GIVEN INSTRUCTION: Retype the records between the line holding "The service SHOULD place a point on the glass" and the line holding "Query: glass door", inclusive, character for character.

* START STORED RECORDS *

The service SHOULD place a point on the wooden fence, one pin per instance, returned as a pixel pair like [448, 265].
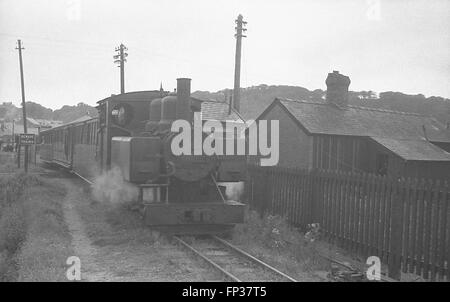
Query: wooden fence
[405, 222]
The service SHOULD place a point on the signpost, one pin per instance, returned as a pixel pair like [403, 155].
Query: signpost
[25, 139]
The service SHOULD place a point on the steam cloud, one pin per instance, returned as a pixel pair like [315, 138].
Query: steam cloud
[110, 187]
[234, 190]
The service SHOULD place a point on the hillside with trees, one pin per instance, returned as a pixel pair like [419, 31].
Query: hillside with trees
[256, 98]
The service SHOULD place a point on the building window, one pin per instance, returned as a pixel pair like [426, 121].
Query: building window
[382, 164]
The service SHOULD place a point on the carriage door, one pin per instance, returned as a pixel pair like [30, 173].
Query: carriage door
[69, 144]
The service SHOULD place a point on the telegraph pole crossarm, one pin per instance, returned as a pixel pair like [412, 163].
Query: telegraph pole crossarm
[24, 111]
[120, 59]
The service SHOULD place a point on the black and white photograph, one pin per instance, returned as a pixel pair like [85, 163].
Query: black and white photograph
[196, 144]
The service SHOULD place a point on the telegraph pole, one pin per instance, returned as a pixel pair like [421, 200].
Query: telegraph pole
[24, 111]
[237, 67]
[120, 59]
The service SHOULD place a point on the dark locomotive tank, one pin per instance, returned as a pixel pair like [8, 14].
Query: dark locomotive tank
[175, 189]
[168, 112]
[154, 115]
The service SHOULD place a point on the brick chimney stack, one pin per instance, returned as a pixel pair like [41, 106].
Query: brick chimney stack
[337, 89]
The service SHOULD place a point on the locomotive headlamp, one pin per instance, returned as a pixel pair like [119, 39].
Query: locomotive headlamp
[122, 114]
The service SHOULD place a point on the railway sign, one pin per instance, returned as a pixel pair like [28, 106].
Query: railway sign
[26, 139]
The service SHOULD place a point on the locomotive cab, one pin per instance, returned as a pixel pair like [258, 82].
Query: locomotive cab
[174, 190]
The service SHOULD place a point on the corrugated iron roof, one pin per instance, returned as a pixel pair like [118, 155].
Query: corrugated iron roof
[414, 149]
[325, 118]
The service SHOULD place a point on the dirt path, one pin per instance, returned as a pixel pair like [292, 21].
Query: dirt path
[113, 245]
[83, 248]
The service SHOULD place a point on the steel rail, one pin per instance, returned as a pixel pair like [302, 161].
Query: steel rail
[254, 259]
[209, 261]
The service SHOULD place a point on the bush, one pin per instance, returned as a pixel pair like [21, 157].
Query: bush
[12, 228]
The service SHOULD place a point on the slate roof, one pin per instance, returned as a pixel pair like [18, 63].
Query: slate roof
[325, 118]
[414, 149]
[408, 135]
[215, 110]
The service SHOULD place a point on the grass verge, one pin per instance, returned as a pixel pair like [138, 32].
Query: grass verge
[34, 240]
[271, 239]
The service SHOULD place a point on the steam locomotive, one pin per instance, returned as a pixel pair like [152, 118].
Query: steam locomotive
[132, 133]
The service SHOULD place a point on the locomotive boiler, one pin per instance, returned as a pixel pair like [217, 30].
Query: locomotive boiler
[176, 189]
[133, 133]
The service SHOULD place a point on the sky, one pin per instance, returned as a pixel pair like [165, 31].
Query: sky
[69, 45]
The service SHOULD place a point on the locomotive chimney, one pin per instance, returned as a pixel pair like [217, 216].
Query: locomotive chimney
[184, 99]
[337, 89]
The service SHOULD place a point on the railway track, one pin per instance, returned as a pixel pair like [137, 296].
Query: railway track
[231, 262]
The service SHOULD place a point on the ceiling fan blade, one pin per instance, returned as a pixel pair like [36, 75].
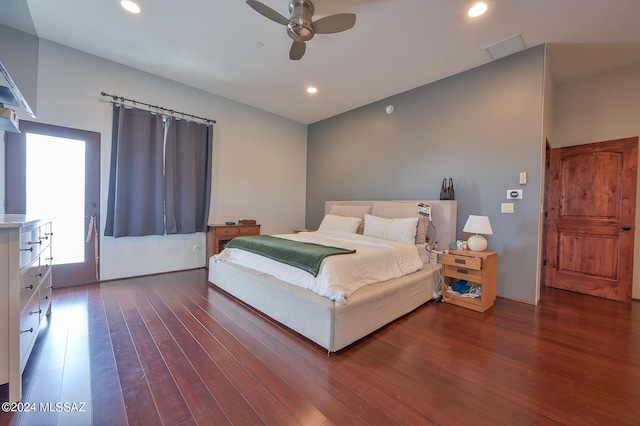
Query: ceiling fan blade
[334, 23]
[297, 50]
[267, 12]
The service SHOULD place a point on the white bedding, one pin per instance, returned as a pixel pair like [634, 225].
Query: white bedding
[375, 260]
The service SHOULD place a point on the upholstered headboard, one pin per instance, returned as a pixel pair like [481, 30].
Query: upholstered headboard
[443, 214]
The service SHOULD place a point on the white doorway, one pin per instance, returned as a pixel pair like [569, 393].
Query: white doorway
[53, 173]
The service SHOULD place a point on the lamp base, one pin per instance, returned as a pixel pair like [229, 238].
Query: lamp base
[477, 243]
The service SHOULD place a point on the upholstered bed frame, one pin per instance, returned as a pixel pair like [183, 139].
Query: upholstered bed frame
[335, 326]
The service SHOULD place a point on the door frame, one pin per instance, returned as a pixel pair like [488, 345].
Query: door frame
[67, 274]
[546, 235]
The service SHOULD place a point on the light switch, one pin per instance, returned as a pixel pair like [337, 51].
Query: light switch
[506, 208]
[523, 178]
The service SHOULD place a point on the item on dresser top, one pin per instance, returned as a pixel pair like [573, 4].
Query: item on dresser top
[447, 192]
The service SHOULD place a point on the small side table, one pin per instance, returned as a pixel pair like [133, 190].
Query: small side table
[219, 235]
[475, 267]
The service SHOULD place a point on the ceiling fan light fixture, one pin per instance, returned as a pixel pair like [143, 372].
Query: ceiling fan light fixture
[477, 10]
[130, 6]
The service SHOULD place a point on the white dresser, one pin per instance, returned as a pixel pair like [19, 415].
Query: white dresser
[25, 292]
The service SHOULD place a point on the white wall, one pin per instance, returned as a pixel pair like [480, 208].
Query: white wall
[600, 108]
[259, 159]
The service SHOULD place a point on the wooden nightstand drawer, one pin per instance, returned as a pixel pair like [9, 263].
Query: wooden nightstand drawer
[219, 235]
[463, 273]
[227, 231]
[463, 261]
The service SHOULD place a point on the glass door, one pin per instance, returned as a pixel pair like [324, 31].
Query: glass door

* END STORED RECORDS *
* START STORED RECORDS *

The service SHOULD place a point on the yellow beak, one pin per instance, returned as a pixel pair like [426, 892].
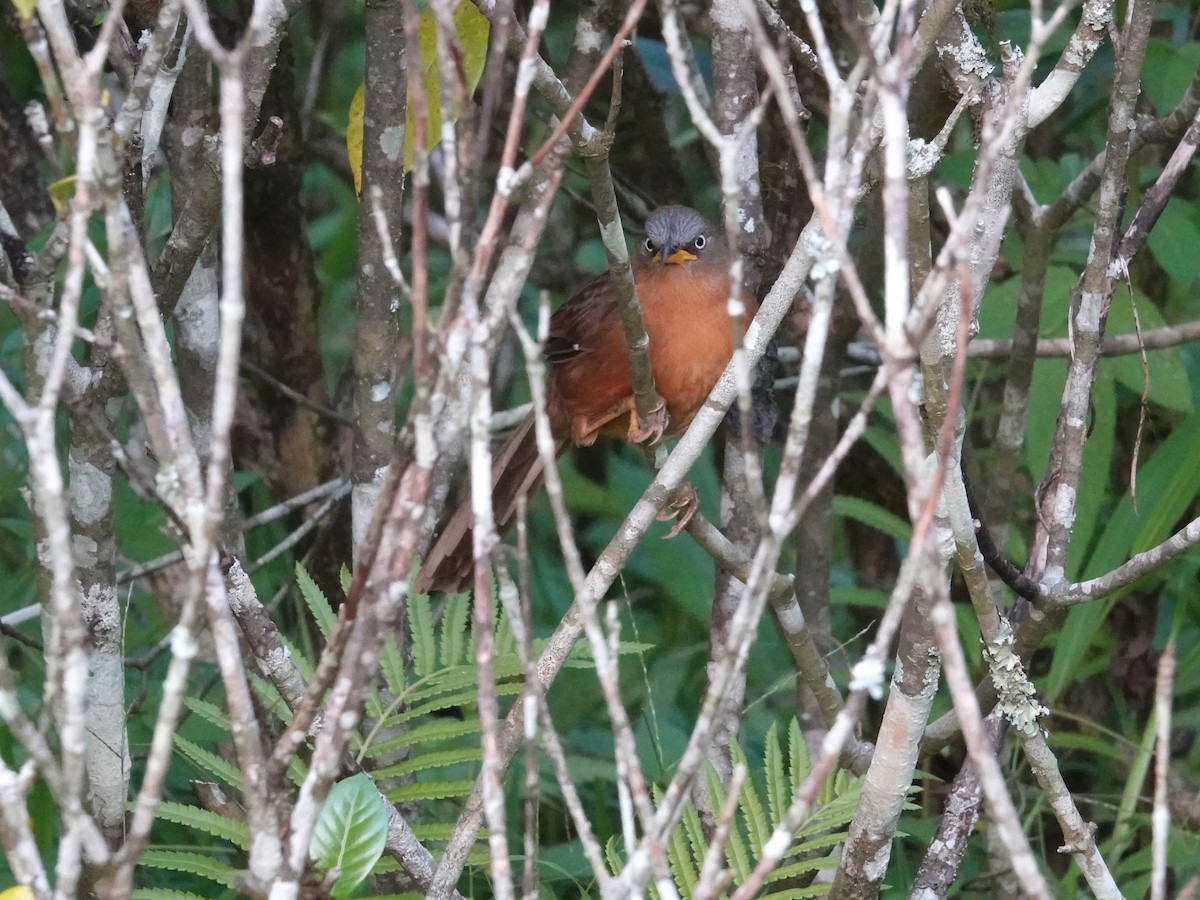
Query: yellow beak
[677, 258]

* END STORED RECORDS *

THE RESPONSE:
The service SHOULD place a point on the glass door, one pin per instance, returned as a pixel pair like [324, 31].
Query: glass door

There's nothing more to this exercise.